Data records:
------------------------------------------------------------

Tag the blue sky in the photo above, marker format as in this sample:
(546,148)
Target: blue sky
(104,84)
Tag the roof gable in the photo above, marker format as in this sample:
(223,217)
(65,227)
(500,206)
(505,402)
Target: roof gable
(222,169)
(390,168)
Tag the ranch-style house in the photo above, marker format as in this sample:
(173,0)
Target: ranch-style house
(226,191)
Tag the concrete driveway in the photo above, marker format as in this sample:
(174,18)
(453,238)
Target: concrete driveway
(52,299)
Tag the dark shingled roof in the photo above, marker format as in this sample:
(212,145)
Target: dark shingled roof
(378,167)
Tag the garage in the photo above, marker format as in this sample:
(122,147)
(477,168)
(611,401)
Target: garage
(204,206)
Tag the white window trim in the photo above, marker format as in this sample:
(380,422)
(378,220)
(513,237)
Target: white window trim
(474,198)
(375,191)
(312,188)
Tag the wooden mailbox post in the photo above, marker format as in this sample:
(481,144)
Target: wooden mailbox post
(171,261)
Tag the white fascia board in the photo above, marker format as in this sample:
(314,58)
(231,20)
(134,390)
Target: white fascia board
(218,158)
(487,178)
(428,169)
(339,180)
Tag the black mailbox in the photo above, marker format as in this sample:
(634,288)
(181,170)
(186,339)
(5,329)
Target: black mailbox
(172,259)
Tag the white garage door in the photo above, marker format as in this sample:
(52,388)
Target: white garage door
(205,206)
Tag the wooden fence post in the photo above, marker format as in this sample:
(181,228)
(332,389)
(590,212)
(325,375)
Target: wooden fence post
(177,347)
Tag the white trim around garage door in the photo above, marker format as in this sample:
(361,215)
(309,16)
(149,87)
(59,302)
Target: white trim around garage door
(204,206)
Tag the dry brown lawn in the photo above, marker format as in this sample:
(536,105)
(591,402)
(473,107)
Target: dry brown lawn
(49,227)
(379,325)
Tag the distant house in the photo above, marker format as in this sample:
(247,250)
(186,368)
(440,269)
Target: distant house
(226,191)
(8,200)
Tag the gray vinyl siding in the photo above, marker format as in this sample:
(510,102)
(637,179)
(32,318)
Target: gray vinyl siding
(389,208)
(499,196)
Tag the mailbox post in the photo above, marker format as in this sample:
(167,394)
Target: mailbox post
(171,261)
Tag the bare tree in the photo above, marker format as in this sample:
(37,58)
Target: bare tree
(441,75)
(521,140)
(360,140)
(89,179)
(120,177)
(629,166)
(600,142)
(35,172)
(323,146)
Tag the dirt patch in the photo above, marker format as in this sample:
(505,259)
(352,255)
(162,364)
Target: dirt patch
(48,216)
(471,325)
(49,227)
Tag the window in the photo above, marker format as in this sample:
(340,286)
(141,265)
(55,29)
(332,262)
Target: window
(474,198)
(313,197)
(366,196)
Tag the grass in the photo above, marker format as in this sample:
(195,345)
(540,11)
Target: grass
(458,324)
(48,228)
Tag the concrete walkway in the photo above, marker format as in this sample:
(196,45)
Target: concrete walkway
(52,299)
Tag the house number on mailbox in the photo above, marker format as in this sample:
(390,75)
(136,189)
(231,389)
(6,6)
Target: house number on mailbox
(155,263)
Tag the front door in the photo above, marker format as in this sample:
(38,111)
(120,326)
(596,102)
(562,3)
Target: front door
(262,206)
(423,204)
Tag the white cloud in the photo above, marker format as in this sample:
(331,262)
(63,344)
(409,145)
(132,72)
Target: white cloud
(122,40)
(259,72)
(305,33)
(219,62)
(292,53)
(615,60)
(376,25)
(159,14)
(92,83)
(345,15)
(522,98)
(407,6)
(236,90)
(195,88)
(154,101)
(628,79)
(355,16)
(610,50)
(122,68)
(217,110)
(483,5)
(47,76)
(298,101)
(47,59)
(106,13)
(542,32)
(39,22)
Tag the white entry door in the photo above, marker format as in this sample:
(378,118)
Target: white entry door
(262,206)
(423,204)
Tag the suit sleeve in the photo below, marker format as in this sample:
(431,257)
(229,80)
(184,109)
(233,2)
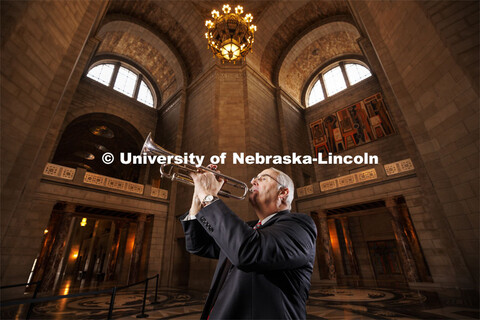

------------------------------------------------------------

THE TASK.
The answer must restate each entry word for word and contain no images.

ANSWER SECTION.
Tag the blue sky in the photo above, marker format as in this sample:
(546,148)
Target: blue sky
(104,84)
Tag the roof gable in the photo above, marker format as in this sample:
(223,217)
(65,227)
(500,206)
(505,402)
Target: roof gable
(222,169)
(390,168)
Tag the ranch-style house in the photo above, marker format as in this sample:
(173,0)
Target: ranch-style house
(226,191)
Tag the concrete driveway in the photo above, marker format as in this sample:
(174,18)
(453,238)
Target: concrete driveway
(52,299)
Tag the dark shingled roof in the photo above, marker format as in this sample:
(212,145)
Target: dark shingled roof
(378,167)
Tag the garage in the photo above, marker format as in this sample:
(122,147)
(477,168)
(611,401)
Target: garage
(204,206)
Tag the white window trim in the photo above, marker format as in this sample:
(380,422)
(378,220)
(513,237)
Target: white window trim
(474,198)
(375,191)
(312,188)
Tag the wooden mailbox post in the photo above, marker format as in this sample:
(481,144)
Target: wooden mailbox post
(171,261)
Tag the white fascia board in the photo above, marker format as in this sample:
(314,58)
(231,20)
(134,390)
Target: white fascia board
(218,158)
(487,178)
(428,169)
(339,180)
Tag the black mailbox in the photo above, marker format as in this sample:
(634,288)
(181,170)
(186,339)
(5,329)
Target: black mailbox
(172,259)
Tag the white garage door in the photo above, marker format as in this sample:
(52,388)
Target: white garage door
(205,206)
Tag the wooden fence post in the photo above, marker format as in this sample:
(181,228)
(332,389)
(590,212)
(325,375)
Target: wooden fence post
(177,347)
Tag the white trim around garage door in the photo above, marker format as in this sample:
(361,215)
(309,16)
(149,87)
(59,302)
Target: white trim around garage door
(204,206)
Tag the dry brown lawn in the photo above, marker format as in this sample:
(536,105)
(591,402)
(473,107)
Target: dry brown lawn
(49,227)
(379,325)
Tag the distant house in the photo above, marker format as in this sample:
(247,250)
(186,368)
(440,269)
Target: distant house
(226,191)
(8,200)
Tag the gray vinyl siding in the photo above, marker format as in this sample:
(510,102)
(637,179)
(32,318)
Target: gray vinyl siding
(389,208)
(499,196)
Tag the mailbox post in the photo above, marker format as in this sample:
(167,394)
Target: mailbox post
(171,261)
Tag the bare tree in the photo above, marker format as in this sample:
(37,58)
Target: bare tree
(441,75)
(521,140)
(360,140)
(89,179)
(120,177)
(629,166)
(600,142)
(35,172)
(323,146)
Tag the dirt patch in the photo above, marker format as in this sample:
(505,259)
(352,255)
(162,364)
Target: dirt patch
(48,216)
(471,325)
(49,227)
Tag the window in the photo above, marker format as in this sample:
(340,286)
(141,265)
(55,29)
(332,262)
Target: window
(474,198)
(313,197)
(366,196)
Tag the grass in the photo above, marker format as in this sample:
(195,345)
(540,11)
Target: grass
(458,324)
(48,228)
Tag the concrete walkway in the photo above, marker format as in this sample:
(196,45)
Target: concrete walkway
(52,299)
Tag the house number on mailbox in the photo above, marker format as in this sample:
(390,75)
(136,189)
(231,389)
(6,6)
Target: house number on mailbox
(155,263)
Tag the front door in the photo above, marker format as in this sample:
(38,111)
(120,326)
(596,102)
(562,3)
Target: front door
(262,206)
(423,204)
Tag the white cloud in the photo above, marker format as in this sample:
(331,262)
(63,344)
(409,145)
(132,72)
Target: white cloud
(122,40)
(259,72)
(305,33)
(219,62)
(292,53)
(615,60)
(376,25)
(159,14)
(92,83)
(345,15)
(522,98)
(407,6)
(236,90)
(195,88)
(154,101)
(628,79)
(355,16)
(610,50)
(122,68)
(217,110)
(483,5)
(47,76)
(298,101)
(47,59)
(106,13)
(542,32)
(39,22)
Tag the white entry door in the photo above, marker format as in this sample:
(378,118)
Target: white entry door
(262,206)
(423,204)
Tag the suit sleeve in the photo below, marker format as in this sample:
(431,257)
(229,80)
(184,109)
(233,2)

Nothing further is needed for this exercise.